:: Recorded data ::
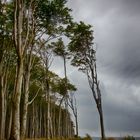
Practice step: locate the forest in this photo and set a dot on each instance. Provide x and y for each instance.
(35, 102)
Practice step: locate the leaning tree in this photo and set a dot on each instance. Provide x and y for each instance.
(82, 49)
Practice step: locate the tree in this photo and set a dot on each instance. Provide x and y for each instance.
(84, 57)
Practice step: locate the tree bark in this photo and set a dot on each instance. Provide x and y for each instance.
(15, 130)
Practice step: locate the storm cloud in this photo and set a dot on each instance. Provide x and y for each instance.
(117, 38)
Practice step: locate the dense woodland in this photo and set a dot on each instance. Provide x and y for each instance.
(34, 101)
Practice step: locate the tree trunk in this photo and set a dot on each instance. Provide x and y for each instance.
(25, 105)
(101, 119)
(15, 130)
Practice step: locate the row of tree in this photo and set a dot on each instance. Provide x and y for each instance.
(35, 102)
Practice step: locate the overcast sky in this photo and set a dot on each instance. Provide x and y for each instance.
(116, 25)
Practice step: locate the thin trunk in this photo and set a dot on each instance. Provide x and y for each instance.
(15, 130)
(101, 120)
(25, 103)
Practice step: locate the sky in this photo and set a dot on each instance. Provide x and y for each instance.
(116, 25)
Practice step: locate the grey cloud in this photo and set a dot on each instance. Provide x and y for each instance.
(117, 35)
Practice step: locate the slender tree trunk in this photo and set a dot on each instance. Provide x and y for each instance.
(101, 119)
(25, 104)
(15, 130)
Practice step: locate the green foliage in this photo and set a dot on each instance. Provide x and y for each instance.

:: Instruction ::
Can you give every line of the records above as a numbered list, skipping blank lines and leaving the pictures out?

:: Exercise output ::
1. Practice step: locate the forest in this photo and set a dot on each instance. Provide x and y for each instance.
2. (35, 102)
3. Practice step: locate the leaning tree in this photo and set a dot on each instance. Provide x and y for each instance.
4. (82, 49)
5. Practice step: locate the tree in this photo and set a dot on each instance. Provide x and y for each instance.
6. (84, 57)
7. Practice step: locate the tree bark in this photo and set a dot on each instance. Provide x and y for each instance.
8. (15, 130)
9. Practice step: locate the storm cloud in this photo and set a dot on each instance. Provide x and y for each instance.
10. (117, 38)
11. Practice step: locate the dense woodland in this photo and set a dot on each instance. Provide x and y for each instance.
12. (34, 101)
13. Practice step: locate the tree trunk in this photo and set a dot on each instance. Provide x and y for each instance.
14. (25, 105)
15. (101, 119)
16. (15, 130)
17. Practice step: locate the row of tree in this photo and set a dot on each instance. Provide x and y for each instance.
18. (35, 102)
19. Practice step: locate the overcast sky in this photo and set a dot on each instance. Provide x and y for each instance.
20. (116, 25)
21. Practice step: locate the thin trunk in this photo and set a dot on each instance. Provide x and y for each instance.
22. (15, 130)
23. (101, 120)
24. (25, 103)
25. Practice step: locate the sky in this photo and set a dot on each instance. Provide x and y for each instance.
26. (116, 25)
27. Practice step: locate the grey cloud in this photo and set a dot on each instance. Provide x and y for each instance.
28. (117, 35)
29. Practice step: locate the slender tree trunk in this photo and set a dot on each instance. Provide x and y for each instance.
30. (101, 119)
31. (25, 104)
32. (15, 130)
33. Practice step: locate the green foliage in this photo and set a dot on each instance. Provide x and y for each instance.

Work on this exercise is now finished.